* BEGIN Passage to read *

Cost is always a consideration when evaluating any type of system upgrades. HP charges $795 per CPU for the new chips. That puts the upgrade price at around 10 percent of the original cost of the system. When you balance that with a 25 percent increase in the number of CPU cores, it sounds pretty reasonable. The best part is you have basically the same system you started with, including power, wiring and management.

First Steps

One thing that must happen before touching the hardware is a BIOS upgrade. HP provides updates on its website, and the preferred method is to perform the upgrade over the Internet. The upgrade file is also downloadable for situations where the system has no direct connection to an outside network. In the case of our review unit, we used the online method for Windows Server 2008 R2 and completed the entire process in less than minutes.

HP provides BIOS ROM upgrade applications for Microsoft Windows and Linux operating systems. Figure 1 shows the Online ROM Flash update utility dialog in progress. A reboot is required once the upgrade process completes. If everything is working properly, you should see the HP boot logo and a notice during boot-up identifying the CPU model number. Once this step is complete, you should be ready to press on to replacing the CPU chips.

* END Passage to read *

Set down the HP CPU upgrade text word for word, beginning at the words "First Steps" and stopping after the words "the CPU chips.".

* BEGIN Data provided *

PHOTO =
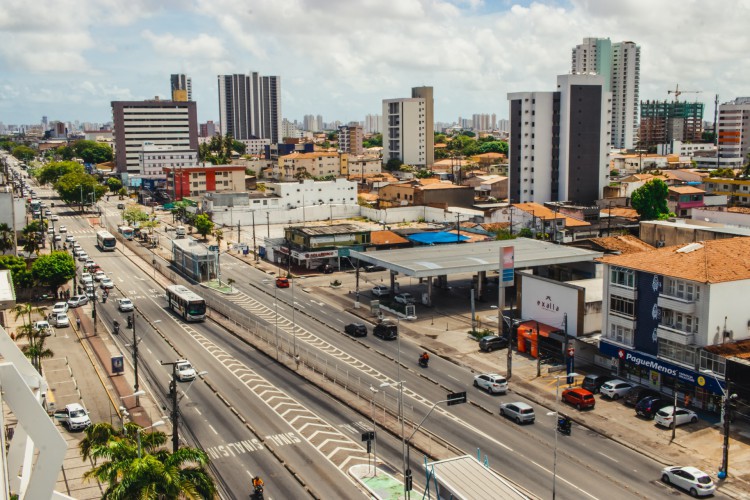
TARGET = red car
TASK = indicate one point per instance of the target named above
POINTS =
(282, 282)
(580, 398)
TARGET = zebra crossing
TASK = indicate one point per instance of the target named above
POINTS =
(331, 443)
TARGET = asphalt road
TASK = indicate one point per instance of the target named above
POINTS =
(266, 394)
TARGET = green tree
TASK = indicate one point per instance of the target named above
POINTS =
(375, 141)
(114, 184)
(134, 214)
(7, 241)
(239, 147)
(54, 269)
(393, 164)
(24, 153)
(493, 147)
(19, 270)
(52, 172)
(203, 225)
(156, 473)
(76, 188)
(650, 200)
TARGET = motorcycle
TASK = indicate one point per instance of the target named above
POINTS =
(564, 425)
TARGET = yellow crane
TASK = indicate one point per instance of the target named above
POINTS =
(677, 92)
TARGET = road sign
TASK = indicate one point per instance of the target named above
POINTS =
(456, 398)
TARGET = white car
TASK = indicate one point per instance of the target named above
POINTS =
(691, 479)
(615, 389)
(78, 300)
(43, 328)
(125, 305)
(60, 307)
(492, 383)
(404, 298)
(60, 320)
(681, 416)
(185, 371)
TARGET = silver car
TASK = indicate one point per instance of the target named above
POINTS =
(522, 413)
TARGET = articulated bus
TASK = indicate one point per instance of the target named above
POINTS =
(188, 304)
(126, 232)
(105, 241)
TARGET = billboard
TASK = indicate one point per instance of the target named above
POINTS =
(547, 301)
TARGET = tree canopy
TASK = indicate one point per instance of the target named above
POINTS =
(51, 173)
(650, 200)
(54, 269)
(203, 225)
(75, 188)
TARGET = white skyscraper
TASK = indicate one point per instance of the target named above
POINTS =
(559, 142)
(620, 64)
(250, 106)
(409, 129)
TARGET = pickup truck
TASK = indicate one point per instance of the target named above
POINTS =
(74, 417)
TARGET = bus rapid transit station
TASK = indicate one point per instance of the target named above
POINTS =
(551, 284)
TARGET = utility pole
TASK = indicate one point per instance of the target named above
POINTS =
(135, 359)
(175, 413)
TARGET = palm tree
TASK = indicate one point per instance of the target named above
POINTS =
(156, 474)
(7, 242)
(35, 350)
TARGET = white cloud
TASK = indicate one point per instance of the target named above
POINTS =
(340, 58)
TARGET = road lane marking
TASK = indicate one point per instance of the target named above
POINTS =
(607, 456)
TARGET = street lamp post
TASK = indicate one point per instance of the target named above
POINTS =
(727, 397)
(554, 427)
(158, 423)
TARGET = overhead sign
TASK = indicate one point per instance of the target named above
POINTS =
(508, 259)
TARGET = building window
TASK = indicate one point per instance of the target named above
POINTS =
(622, 306)
(622, 277)
(620, 334)
(677, 352)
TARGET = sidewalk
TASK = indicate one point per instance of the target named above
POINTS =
(445, 334)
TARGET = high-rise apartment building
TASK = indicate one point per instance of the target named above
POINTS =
(182, 87)
(664, 122)
(161, 123)
(734, 132)
(374, 124)
(250, 106)
(620, 64)
(350, 139)
(408, 128)
(559, 141)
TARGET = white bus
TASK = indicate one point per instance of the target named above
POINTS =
(105, 241)
(126, 232)
(188, 304)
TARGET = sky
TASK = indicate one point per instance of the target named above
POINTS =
(68, 59)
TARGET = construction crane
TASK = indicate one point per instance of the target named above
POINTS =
(677, 92)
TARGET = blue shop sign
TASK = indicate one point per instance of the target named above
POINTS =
(686, 375)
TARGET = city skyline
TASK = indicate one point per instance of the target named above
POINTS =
(471, 52)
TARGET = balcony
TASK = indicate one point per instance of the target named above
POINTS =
(671, 332)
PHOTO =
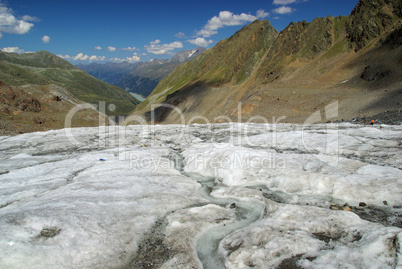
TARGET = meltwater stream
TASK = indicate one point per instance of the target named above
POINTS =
(247, 212)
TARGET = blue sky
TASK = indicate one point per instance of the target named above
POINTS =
(88, 31)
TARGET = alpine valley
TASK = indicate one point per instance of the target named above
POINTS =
(354, 60)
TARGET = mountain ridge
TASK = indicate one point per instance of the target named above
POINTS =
(140, 77)
(305, 67)
(45, 68)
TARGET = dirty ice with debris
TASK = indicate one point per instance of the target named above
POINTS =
(202, 196)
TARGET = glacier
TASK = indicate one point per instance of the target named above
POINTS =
(229, 195)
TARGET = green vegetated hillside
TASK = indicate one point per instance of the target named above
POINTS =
(43, 68)
(140, 77)
(355, 60)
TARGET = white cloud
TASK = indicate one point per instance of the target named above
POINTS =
(180, 35)
(14, 50)
(132, 59)
(129, 49)
(10, 24)
(80, 57)
(30, 18)
(284, 2)
(283, 10)
(156, 48)
(225, 18)
(65, 57)
(262, 14)
(46, 39)
(201, 42)
(95, 58)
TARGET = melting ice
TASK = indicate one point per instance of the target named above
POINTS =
(202, 196)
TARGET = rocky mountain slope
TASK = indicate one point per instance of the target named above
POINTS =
(44, 68)
(142, 77)
(353, 60)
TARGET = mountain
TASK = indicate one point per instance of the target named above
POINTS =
(44, 68)
(355, 60)
(33, 107)
(142, 77)
(108, 72)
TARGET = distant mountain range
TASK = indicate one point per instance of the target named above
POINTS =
(44, 68)
(353, 62)
(141, 77)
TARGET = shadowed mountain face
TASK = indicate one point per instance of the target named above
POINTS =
(141, 77)
(354, 60)
(44, 68)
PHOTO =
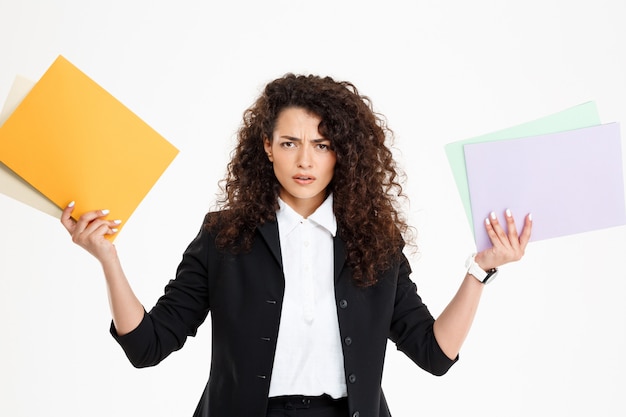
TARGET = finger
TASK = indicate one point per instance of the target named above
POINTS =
(99, 227)
(493, 236)
(495, 224)
(86, 219)
(525, 235)
(511, 229)
(66, 217)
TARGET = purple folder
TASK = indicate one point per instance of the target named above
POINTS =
(570, 181)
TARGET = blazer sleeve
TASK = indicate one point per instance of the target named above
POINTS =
(412, 327)
(177, 314)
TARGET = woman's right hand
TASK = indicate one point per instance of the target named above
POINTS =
(90, 231)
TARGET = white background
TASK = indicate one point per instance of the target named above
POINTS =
(550, 334)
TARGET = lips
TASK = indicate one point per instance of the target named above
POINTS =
(303, 178)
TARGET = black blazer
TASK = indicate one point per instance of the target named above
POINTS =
(244, 294)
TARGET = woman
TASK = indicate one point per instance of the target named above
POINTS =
(301, 267)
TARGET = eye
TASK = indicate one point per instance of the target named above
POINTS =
(323, 147)
(287, 145)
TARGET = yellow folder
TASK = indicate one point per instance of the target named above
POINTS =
(72, 140)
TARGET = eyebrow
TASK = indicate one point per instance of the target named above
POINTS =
(318, 140)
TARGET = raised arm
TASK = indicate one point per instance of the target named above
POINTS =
(452, 326)
(89, 232)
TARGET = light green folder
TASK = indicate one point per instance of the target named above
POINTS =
(583, 115)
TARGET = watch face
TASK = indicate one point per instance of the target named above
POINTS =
(491, 274)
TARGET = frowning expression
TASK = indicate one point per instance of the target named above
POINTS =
(303, 160)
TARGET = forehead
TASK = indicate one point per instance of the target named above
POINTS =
(298, 119)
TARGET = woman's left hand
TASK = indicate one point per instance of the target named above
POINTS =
(507, 246)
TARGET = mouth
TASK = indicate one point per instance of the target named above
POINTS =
(303, 178)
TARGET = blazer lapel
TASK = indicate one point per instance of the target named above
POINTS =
(269, 232)
(340, 255)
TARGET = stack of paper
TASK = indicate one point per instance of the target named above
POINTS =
(565, 169)
(65, 138)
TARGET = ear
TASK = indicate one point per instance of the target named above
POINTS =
(268, 148)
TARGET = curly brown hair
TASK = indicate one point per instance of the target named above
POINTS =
(365, 185)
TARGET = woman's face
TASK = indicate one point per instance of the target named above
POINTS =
(303, 160)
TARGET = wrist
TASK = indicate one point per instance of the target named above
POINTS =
(477, 271)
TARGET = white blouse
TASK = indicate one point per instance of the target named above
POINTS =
(309, 358)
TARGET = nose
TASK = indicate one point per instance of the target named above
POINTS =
(304, 157)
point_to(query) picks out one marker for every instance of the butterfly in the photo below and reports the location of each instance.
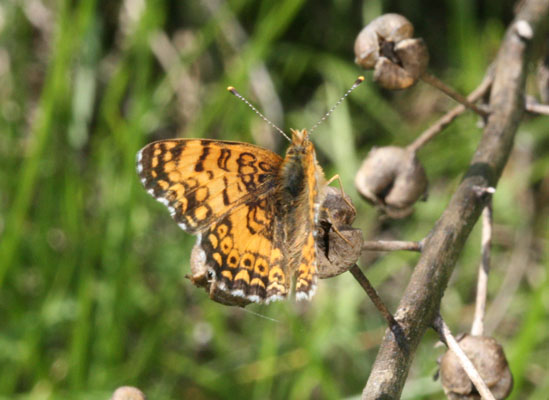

* END Data provided *

■ **Result of the task**
First Steps

One thing that must happen before touching the hardware is a BIOS upgrade. HP provides updates on its website, and the preferred method is to perform the upgrade over the Internet. The upgrade file is also downloadable for situations where the system has no direct connection to an outside network. In the case of our review unit, we used the online method for Windows Server 2008 R2 and completed the entire process in less than minutes.

HP provides BIOS ROM upgrade applications for Microsoft Windows and Linux operating systems. Figure 1 shows the Online ROM Flash update utility dialog in progress. A reboot is required once the upgrade process completes. If everything is working properly, you should see the HP boot logo and a notice during boot-up identifying the CPU model number. Once this step is complete, you should be ready to press on to replacing the CPU chips.